> About this exercise
Keep each entry exactly as written when you repeat it, and skip the images.

> Input records
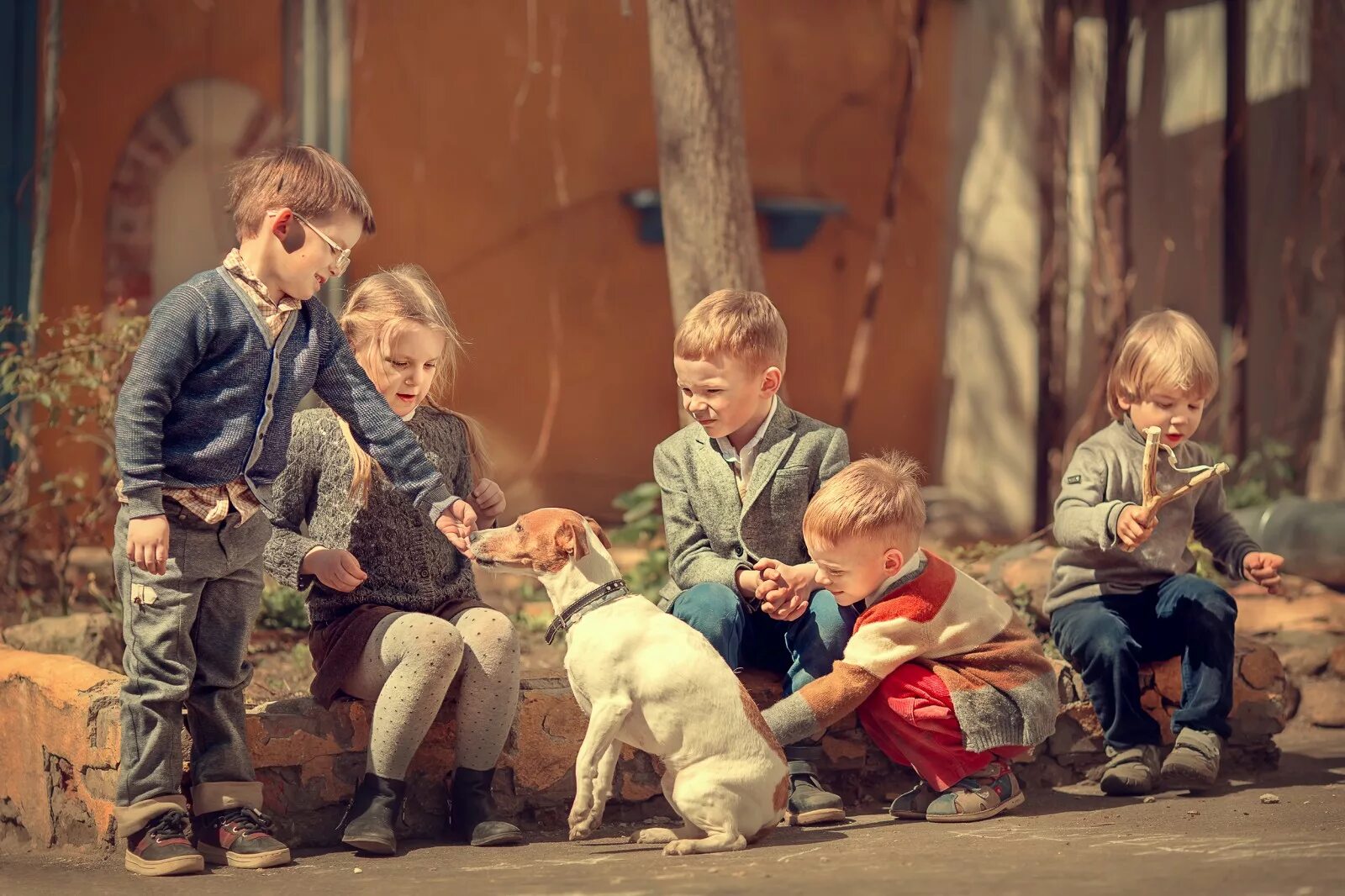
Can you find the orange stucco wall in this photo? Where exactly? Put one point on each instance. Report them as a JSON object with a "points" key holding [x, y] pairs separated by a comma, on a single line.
{"points": [[504, 181], [508, 187], [118, 60]]}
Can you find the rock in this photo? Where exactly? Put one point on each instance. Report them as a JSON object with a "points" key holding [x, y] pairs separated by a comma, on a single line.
{"points": [[58, 756], [1026, 569], [94, 638], [1305, 607], [1306, 653], [1324, 703], [1337, 662]]}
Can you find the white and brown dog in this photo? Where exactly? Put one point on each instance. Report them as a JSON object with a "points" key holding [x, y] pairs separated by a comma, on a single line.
{"points": [[647, 680]]}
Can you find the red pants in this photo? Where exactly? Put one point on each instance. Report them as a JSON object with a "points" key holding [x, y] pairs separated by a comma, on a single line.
{"points": [[911, 719]]}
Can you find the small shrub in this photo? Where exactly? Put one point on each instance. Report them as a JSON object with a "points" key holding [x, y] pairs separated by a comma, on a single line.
{"points": [[282, 607], [66, 385], [642, 517]]}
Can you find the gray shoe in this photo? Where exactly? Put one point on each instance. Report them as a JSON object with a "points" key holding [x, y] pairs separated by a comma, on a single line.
{"points": [[809, 802], [1194, 764], [1130, 772]]}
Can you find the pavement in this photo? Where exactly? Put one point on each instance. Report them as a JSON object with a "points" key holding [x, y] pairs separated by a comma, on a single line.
{"points": [[1069, 840]]}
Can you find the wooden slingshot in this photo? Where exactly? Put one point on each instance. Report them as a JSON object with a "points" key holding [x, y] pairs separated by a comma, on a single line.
{"points": [[1154, 499]]}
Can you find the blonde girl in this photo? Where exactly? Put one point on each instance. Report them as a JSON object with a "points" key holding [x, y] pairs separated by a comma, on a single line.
{"points": [[396, 616]]}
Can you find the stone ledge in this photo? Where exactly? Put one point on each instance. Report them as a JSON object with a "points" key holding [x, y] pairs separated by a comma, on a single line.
{"points": [[60, 755]]}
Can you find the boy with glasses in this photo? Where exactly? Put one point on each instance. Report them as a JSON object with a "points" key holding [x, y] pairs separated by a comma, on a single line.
{"points": [[203, 424]]}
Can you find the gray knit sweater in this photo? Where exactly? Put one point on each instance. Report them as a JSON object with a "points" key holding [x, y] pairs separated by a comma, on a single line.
{"points": [[1105, 475], [409, 562]]}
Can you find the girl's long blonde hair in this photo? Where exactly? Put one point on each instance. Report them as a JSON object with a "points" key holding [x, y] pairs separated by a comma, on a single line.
{"points": [[381, 307]]}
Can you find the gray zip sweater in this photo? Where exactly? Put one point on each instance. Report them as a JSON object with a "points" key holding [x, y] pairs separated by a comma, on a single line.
{"points": [[1105, 475]]}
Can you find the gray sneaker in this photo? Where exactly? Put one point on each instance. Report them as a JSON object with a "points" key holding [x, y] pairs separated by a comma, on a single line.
{"points": [[1130, 772], [1194, 764], [809, 802]]}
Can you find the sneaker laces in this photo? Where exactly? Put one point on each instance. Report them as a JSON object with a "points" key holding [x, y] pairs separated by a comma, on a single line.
{"points": [[246, 821], [170, 825]]}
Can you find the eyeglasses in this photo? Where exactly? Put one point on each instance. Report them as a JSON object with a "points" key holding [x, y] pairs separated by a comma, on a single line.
{"points": [[342, 255]]}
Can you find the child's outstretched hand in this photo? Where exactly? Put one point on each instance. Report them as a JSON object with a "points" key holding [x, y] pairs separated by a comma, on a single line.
{"points": [[457, 522], [1134, 526], [335, 568], [784, 589], [147, 544], [1263, 569], [488, 499]]}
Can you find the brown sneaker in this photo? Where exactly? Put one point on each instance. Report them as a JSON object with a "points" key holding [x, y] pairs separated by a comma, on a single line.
{"points": [[240, 838], [163, 846]]}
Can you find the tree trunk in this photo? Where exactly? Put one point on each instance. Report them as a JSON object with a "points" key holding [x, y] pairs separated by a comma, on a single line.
{"points": [[1113, 262], [876, 272], [1237, 307], [1058, 42], [1325, 474], [1327, 468], [709, 226]]}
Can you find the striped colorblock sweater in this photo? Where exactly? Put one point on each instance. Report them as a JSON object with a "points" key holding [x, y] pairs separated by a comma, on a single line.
{"points": [[1002, 685]]}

> Written reply
Can you find the orange stucco wall in this photo? Where exactly? Put one point on each instance. Report them as a JSON object with a "points" key holding [x, y] pairs separated by a comma, on a single line.
{"points": [[504, 181], [508, 187], [118, 60]]}
Can you find the rock in this photo? Where exactly? Put one point on each instance. Report them as a JSON object with a "points" key holding [x, y] pairs separated by a comma, on a single line.
{"points": [[58, 756], [1026, 569], [94, 638], [1305, 607], [1306, 653], [1324, 703], [1337, 662]]}
Can you find the white and brown dog in this photo? Where exactly? Put one point on each instance. Report them as a JSON object with a "points" key holding [x, y] pairs separated by a comma, on a single line.
{"points": [[647, 680]]}
Can you find the red pants in this photo? Where exactly? Put one point on each instance. Report them as a JSON object with a "points" key holding [x, y] pairs separated by a comma, on a single line.
{"points": [[911, 719]]}
Can you find the small shrub in this photo? Where exactly? Put one point on each instance. Report them as a JSON object with a "points" key holding [x, y] pairs separated by a comma, on a single line.
{"points": [[282, 607], [66, 385], [642, 517]]}
Can you find the gray shoe in this photo? Where exactly? Put one point on each instance. Report them as a JSON object with a "points" key holding [x, y] pairs separated by a comma, on a single line.
{"points": [[809, 802], [1194, 764], [1130, 772]]}
Can you find the pavement in this photo? Where exactly? Put one point on each instance. Report them as a JSON object with a "points" key holding [x, y] pairs separated by a comma, on a single line.
{"points": [[1069, 840]]}
Can you find the wooden slingshot in this photo? Where exactly? Put one point on each instance. Report them as a JSON object with a "points" key holding [x, y] pairs separated by a comma, on a single line.
{"points": [[1154, 499]]}
Can you find the blonde girl in this photo? Where exactly? Put one point on each instance. Report them as a JSON object with a "points" key holding [x, y] pairs separated by a comma, on a single line.
{"points": [[396, 616]]}
Can you find the stone ledge in this photo? Where exactly? Put one point on each instance. Report them as a JSON object with a "points" key holding [x, y] pairs separated by a comma, on a single line.
{"points": [[60, 755]]}
Can you find the boy with glasses in this photo? Where exactly? Put one point on each instance. Report them as a JSON object with a "points" key holding [x, y] pairs separated by a comma, on a single line.
{"points": [[203, 424]]}
Can you find the gray knit sweater in this photo? Where exactly? Put one point on each instance. Report them as a JSON object with a "points" key holding [x, y] pairs separated by a comma, on a single line.
{"points": [[1105, 475], [409, 562]]}
Can you find the girl's long blonde hair in this photo? Where exactly? Put one point on each instance. Report them as a JSON object with a "points" key holding [x, y] pairs separated by a comma, on a single line.
{"points": [[381, 307]]}
Can you find the gray zip sweater in this photo? Where exactly? Put one point on each instance. Report them as a JSON object with a "points" key holding [x, y] pairs separated by a comma, on a single line.
{"points": [[1105, 475]]}
Can you find the gray sneaker in this photo? Where exactly? Put one point on each instance. Report them as a JSON object with a "points" key holding [x, y] pairs separated by a comma, on a single line.
{"points": [[1130, 772], [1194, 764], [809, 802]]}
Can you find the sneaker laces in this photo? Where exactly? Put one point on each instance. Report them as a JSON object with a "points" key holding [x, y] pairs separated by a comma, on a single line.
{"points": [[246, 821], [170, 825]]}
Can you find the eyeglasses in this photo? Where exactly? Put one point on each instance. Report them as a JSON object with a "points" key holding [x, y] pairs separated by a comma, on a single line.
{"points": [[342, 255]]}
Can you find the child's outstretched hand in this photo? Where exactly? Put one point on each instance. Report them as a JSON object with a "points" key holding [x, y] pairs separated by a comma, on a single line.
{"points": [[457, 522], [1134, 526], [335, 568], [784, 589], [147, 544], [1263, 569], [488, 499]]}
Can you find the brown sneaker in this photo? Where exactly? Put one point on each instance. Report them as a JSON object with a "points" key holding [x, y] pairs separated by a comma, on a single line.
{"points": [[240, 838], [163, 846]]}
Can you find the tree trunk in this photo? Where exactly? Put one point on each instance. Report them as a JSON object with a "points" key holding [x, y] pairs separated by a comma, on a single line.
{"points": [[1113, 262], [876, 272], [1237, 307], [1058, 42], [1325, 474], [1327, 468], [709, 226]]}
Can you find the striped colorblock sweater in this photo? Where exactly? Put one point on each instance. Report them as a JSON object with a "points" key holding [x, y] pairs separated by a comma, on a single line.
{"points": [[1002, 685]]}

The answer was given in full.